_GOAL OF THE EXERCISE_. The response should consist of the data below, copied exactly, with no pictures in it.

_EXTRACTED DATA_.
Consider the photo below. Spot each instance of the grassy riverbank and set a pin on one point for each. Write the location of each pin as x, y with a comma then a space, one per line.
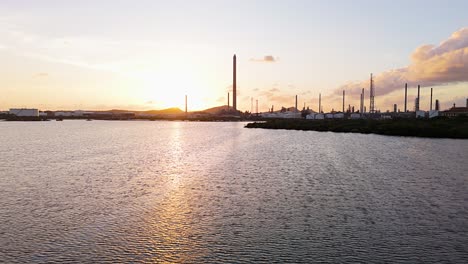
435, 128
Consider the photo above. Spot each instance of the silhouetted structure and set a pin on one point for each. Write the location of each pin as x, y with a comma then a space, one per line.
256, 107
295, 104
234, 77
361, 110
406, 96
372, 95
431, 101
320, 103
416, 103
343, 101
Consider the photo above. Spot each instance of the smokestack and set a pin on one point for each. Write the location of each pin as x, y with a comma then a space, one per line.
417, 102
362, 102
406, 95
257, 106
431, 101
343, 101
320, 103
234, 99
251, 105
295, 110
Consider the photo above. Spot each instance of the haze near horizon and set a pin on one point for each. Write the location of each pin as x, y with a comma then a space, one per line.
149, 54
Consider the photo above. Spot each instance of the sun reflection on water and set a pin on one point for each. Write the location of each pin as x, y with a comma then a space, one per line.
171, 224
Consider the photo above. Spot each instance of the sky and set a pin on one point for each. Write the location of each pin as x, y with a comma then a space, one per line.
149, 54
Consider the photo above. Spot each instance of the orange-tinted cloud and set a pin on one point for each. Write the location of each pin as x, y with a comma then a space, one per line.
267, 58
430, 66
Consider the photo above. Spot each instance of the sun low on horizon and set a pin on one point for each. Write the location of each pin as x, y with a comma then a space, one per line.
100, 56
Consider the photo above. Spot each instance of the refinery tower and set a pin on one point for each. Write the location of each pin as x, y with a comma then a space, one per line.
234, 97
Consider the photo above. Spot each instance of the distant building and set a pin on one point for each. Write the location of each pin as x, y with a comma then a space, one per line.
338, 115
433, 113
420, 114
455, 111
24, 112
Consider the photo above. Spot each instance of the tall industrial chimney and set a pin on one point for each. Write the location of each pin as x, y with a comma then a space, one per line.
234, 98
295, 110
362, 101
256, 106
431, 101
406, 95
417, 99
372, 95
343, 101
251, 105
320, 103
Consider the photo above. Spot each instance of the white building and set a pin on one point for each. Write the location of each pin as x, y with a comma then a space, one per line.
287, 114
319, 116
433, 113
24, 112
338, 115
420, 114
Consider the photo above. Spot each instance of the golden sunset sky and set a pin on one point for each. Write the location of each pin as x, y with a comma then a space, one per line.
141, 55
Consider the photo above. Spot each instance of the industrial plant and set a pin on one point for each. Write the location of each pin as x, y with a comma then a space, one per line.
232, 113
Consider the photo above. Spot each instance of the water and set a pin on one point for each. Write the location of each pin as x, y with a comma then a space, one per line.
194, 192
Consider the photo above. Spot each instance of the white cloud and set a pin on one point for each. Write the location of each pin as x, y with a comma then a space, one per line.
430, 66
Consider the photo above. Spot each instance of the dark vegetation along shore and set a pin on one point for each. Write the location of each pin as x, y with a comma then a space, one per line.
434, 128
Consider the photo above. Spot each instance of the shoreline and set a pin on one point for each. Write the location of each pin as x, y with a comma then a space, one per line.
456, 128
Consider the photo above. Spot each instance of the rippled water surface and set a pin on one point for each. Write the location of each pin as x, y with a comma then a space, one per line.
195, 192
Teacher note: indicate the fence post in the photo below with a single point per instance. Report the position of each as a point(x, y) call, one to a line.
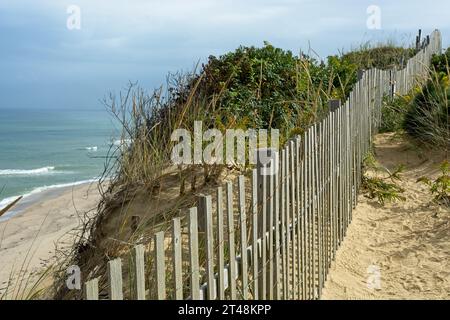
point(115, 279)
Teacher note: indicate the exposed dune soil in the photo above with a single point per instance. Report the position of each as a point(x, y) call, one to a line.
point(400, 250)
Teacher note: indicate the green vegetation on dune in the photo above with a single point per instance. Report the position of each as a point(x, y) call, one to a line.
point(424, 112)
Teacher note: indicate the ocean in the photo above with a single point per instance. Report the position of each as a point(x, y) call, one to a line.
point(43, 150)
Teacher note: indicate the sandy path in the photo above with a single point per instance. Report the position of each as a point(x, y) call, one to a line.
point(29, 240)
point(401, 250)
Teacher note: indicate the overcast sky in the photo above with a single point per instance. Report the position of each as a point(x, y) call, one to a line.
point(45, 64)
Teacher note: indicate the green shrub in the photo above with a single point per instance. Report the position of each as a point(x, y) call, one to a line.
point(384, 189)
point(427, 119)
point(393, 114)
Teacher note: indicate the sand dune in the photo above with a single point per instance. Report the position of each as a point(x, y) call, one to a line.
point(408, 243)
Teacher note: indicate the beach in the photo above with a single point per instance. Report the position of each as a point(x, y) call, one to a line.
point(31, 238)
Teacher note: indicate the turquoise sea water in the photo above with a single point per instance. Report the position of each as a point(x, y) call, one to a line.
point(44, 149)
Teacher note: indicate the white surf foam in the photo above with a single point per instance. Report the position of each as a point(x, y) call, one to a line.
point(35, 192)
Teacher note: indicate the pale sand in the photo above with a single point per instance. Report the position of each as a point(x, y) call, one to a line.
point(30, 239)
point(408, 241)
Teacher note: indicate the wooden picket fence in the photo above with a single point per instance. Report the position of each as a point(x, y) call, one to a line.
point(278, 240)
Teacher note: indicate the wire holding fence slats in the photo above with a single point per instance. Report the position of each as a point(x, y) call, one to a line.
point(282, 243)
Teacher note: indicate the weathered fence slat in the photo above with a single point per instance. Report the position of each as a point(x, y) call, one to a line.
point(177, 258)
point(139, 272)
point(243, 227)
point(220, 245)
point(91, 289)
point(298, 216)
point(193, 254)
point(231, 242)
point(160, 260)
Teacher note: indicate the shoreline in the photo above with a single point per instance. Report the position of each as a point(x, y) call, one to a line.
point(46, 226)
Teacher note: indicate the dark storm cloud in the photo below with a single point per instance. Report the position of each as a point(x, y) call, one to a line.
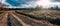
point(18, 2)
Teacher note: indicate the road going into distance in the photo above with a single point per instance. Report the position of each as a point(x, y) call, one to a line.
point(15, 18)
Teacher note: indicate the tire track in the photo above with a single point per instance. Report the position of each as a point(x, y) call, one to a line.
point(3, 22)
point(37, 21)
point(16, 17)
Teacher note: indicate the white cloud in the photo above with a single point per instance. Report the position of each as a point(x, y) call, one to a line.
point(47, 3)
point(44, 3)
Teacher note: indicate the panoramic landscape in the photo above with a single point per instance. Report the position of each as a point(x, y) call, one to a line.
point(29, 12)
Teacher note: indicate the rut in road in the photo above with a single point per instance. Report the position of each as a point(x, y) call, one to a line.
point(31, 17)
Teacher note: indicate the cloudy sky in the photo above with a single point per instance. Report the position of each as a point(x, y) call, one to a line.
point(31, 3)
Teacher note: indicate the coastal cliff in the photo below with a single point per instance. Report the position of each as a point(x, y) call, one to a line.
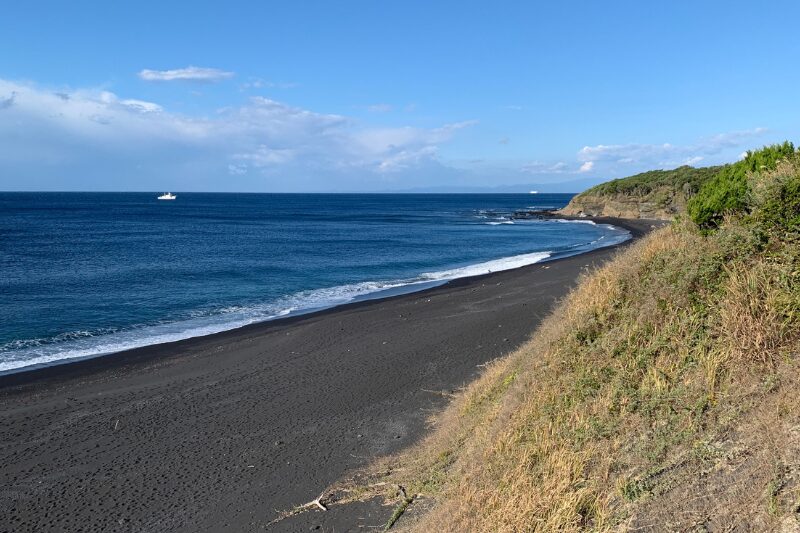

_TASK ANSWER_.
Consider the photo below. Spot each instance of the grassy riverbank and set a pin on one point for each. Write the location of each pin as x, y with a comma then a space, one per line.
435, 128
Consider the photo above. Spot each instance of the silhouetted structure and set a pin on one point for each. Write the location of each pin as x, y with a comma then a space, one per line.
256, 107
295, 104
234, 77
361, 110
406, 96
372, 95
431, 101
320, 103
416, 103
343, 101
Consider the photo above. Spot each instance of the smokestack and set a pin on one point for each. Write the location of each pin as x, y with a comma then a space, one per line.
417, 102
362, 102
406, 95
257, 106
431, 101
343, 101
320, 103
234, 99
251, 105
295, 110
Consider the photo above. Spot each instance of the haze near horizon and set a pin on one point for each. Write the location of each pin as x, y with a comma then a space, one per line.
149, 54
Consider the photo above. Spot each instance of the sun reflection on water and set a pin on one point for each. Write the location of each pin as x, y with a comma then a space, one per line.
171, 224
Consider the photo above. Spot each instance of the sky and set a pin on one point for each. Write the location of each pin as x, y with a comma then a space, one per line.
149, 54
Consider the photo above. Spot each instance of the orange-tinted cloud and set a pin on one point for each. Write the location of each pin as x, y with a comma then a space, one per line.
267, 58
430, 66
Consider the photo above. Spot each instance of the sun low on horizon and set a pin on one point for each. Write the location of each pin as x, y with a comma then a space, one per line.
100, 56
Consider the photo above. Spot each instance of the refinery tower and set a pin on one point for each. Write the location of each pin as x, y with a comma then a space, one per line.
234, 97
Consider the photo above. Spot each instance of the distant building and set a pin on one point for each. Write the location of each pin as x, y with a comma then a space, one per line.
338, 115
433, 113
420, 114
455, 111
24, 112
Consider the photo above. Spot each instance of the tall industrial chimney and set a pin on one point for each. Write the location of each pin as x, y with a comma then a space, one per line.
234, 98
295, 110
362, 101
256, 106
431, 101
406, 95
417, 99
372, 95
343, 101
251, 105
320, 103
Consider the photo above. Spot each instance of the white building and set a pin on one point for each. Write the location of each pin as x, y with a comma then a space, one per line.
287, 114
319, 116
433, 113
24, 112
338, 115
420, 114
Consider the photo above. Spot each instance of the golden sunset sky and set a pin on one point for each. Write the location of each pin as x, y with a comma then a space, one per line.
141, 55
Consider the photo above. Spot each instance of the industrial plant and set a pin on one point for each. Write the location of each pin as x, y with a comma then a space, one per line.
232, 113
Consider the photo above. Spot each instance of the water and set a pin on one point for each. Write the location of each pin as x, y with a comma then a space, one per line.
194, 192
Consider the photo above. Spot each instance of the white cloud and set a pin on one point for each. Write the location of each pin as x, y with a comma then a space, one per line.
430, 66
Consider the photo above. Spot each instance of the dark vegetation along shore and set a pin on one point for each. Write the location of each pin as x, y with a comma then a space, one per line.
434, 128
Consider the photo above. Spot each instance of the shoreline and set a pin on one point for each. Write the location of each pin as x, y with a comma then a space, one per line.
456, 128
Consider the photo above. Spot each instance of the rippled water surface and set a pin on one point for each. Write the location of each pin as x, y with a comma then a space, one per line.
195, 192
Teacher note: indicate the fence post in the photo below with a single point per instance. Report the position of each as a point(x, y) call, one to a line.
point(115, 279)
Teacher note: indicate the exposed dune soil in the photo above with a single point per instance. Report the position of each as a point(x, y) call, one to a line.
point(400, 250)
Teacher note: indicate the green vegetation on dune in the photo above with a single point per instance. Report the position of each as a point(x, y) call, one to a line.
point(424, 112)
Teacher note: indicate the ocean in the photo above with a single point per instance. Report the position of each as a point(x, y) call, one to a line.
point(43, 150)
Teacher note: indicate the sandy path in the photo above with a single point per instance. Report the position of each as a point(x, y) call, one to a line.
point(29, 240)
point(401, 250)
Teacher note: indicate the overcast sky in the photo above with a single point per instance. Report the position of each as a point(x, y) call, one to a line.
point(45, 64)
Teacher note: indicate the green shrub in the photo above with a single point per instance. Report the position of each as a point(x, y) call, one to a line.
point(384, 189)
point(427, 119)
point(393, 114)
Teacher note: indicate the sand dune in the photo above with a single point per instance. Report the position of each as a point(x, y) call, one to a line.
point(408, 243)
Teacher note: indicate the beach in the photo above with a single point per instance. Report the position of each as a point(x, y) call, one to a line.
point(31, 238)
Teacher note: indicate the turquoise sea water in the photo above with a single point per instance. Report the position of each as a point(x, y) call, one to a line.
point(44, 149)
Teacher note: indicate the white surf foam in the photo above with a single point per instance. Report the position of each as a point(x, y) call, one to a line.
point(35, 192)
Teacher note: indicate the pale sand in the photo above with a single point per instance. Report the position of each as a point(x, y) call, one to a line.
point(30, 239)
point(408, 241)
Teacher note: indicate the wooden picket fence in the photo above with a single point per instance. Report the position of each as a point(x, y) call, one to a line.
point(278, 240)
Teacher note: indicate the wire holding fence slats in the photo above with a single point per instance. Report the position of each as a point(x, y) call, one to a line.
point(282, 243)
Teacher note: indicate the weathered fence slat in the photo above with a single point per instance. Report the position of each as a point(x, y) call, one to a line.
point(177, 258)
point(139, 272)
point(243, 227)
point(220, 245)
point(91, 289)
point(298, 216)
point(193, 254)
point(231, 242)
point(160, 260)
Teacher note: indicate the shoreline in the photo above with a single point per instance. Report the position of each as a point(x, y) call, one to a line.
point(46, 226)
Teacher note: indicate the dark storm cloud in the photo below with a single point per instance. Report the position of each as a point(x, y) call, one to a line.
point(18, 2)
Teacher note: indicate the road going into distance in the photo above with a single point per instance. Report the position of each as a point(x, y) call, one to a line.
point(15, 18)
Teacher note: indicate the tire track in the photo above with a single point per instance. Report the position of each as a point(x, y) call, one to a line.
point(3, 22)
point(37, 21)
point(16, 17)
Teacher note: indicate the white cloud in the photo above with a single point per instance. Report the position of each as a point(x, y) call, one to a line.
point(47, 3)
point(44, 3)
Teacher note: indicate the panoramic landscape in the photo above with a single point per instance. Report the position of each as a point(x, y) call, one to a line.
point(29, 12)
Teacher note: indicate the rut in road in the photo above with a single point per instance. Report the position of each as a point(x, y) call, one to a line.
point(31, 17)
Teacher note: indicate the cloudy sky in the photo above with a single point per instance. Report the position of each as a point(x, y) call, one to a line.
point(31, 3)
Teacher note: indicate the coastal cliff in the photo below with a single point per instance. Report the position of each as a point(x, y) call, one to a line.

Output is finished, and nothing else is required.